A cerimónia de atribuição dos Óscares de Hollywood deste ano ficou marcada por um actor galardoado - Will Smith - ter dado uma estalada no apresentador da festa - Chris Rock -. por este ter feito uma piada acerca da sua mulher. 

A repulsa pela atitude do actor foi notória mas muitos outros acharam bem, com o argumento simplista do "ele pôs-se a jeito". E isso bastava para que o estalo ficasse justificado. São opiniões destas que abrem o caminho censório, que não precisa de ser posto em lei e que não terá bom fim.

CONJUNTO DE DADOS:
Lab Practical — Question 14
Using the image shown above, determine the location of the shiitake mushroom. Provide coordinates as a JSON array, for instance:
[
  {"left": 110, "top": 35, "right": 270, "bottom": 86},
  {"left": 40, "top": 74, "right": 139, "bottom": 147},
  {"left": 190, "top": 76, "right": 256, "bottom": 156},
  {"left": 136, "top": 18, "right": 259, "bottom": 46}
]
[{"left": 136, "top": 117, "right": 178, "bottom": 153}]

ENUNCIADO:
Altere o excerto sobre a estalada nos Óscares em tudo o que vai desde "A repulsa pela" até "terá bom fim.", substituindo "simplista" por "redutor", e apresente esse trecho já modificado. Os itens não têm qualquer relação com o excerto.

RESOLUÇÃO:
A repulsa pela atitude do actor foi notória mas muitos outros acharam bem, com o argumento redutor do "ele pôs-se a jeito". E isso bastava para que o estalo ficasse justificado. São opiniões destas que abrem o caminho censório, que não precisa de ser posto em lei e que não terá bom fim.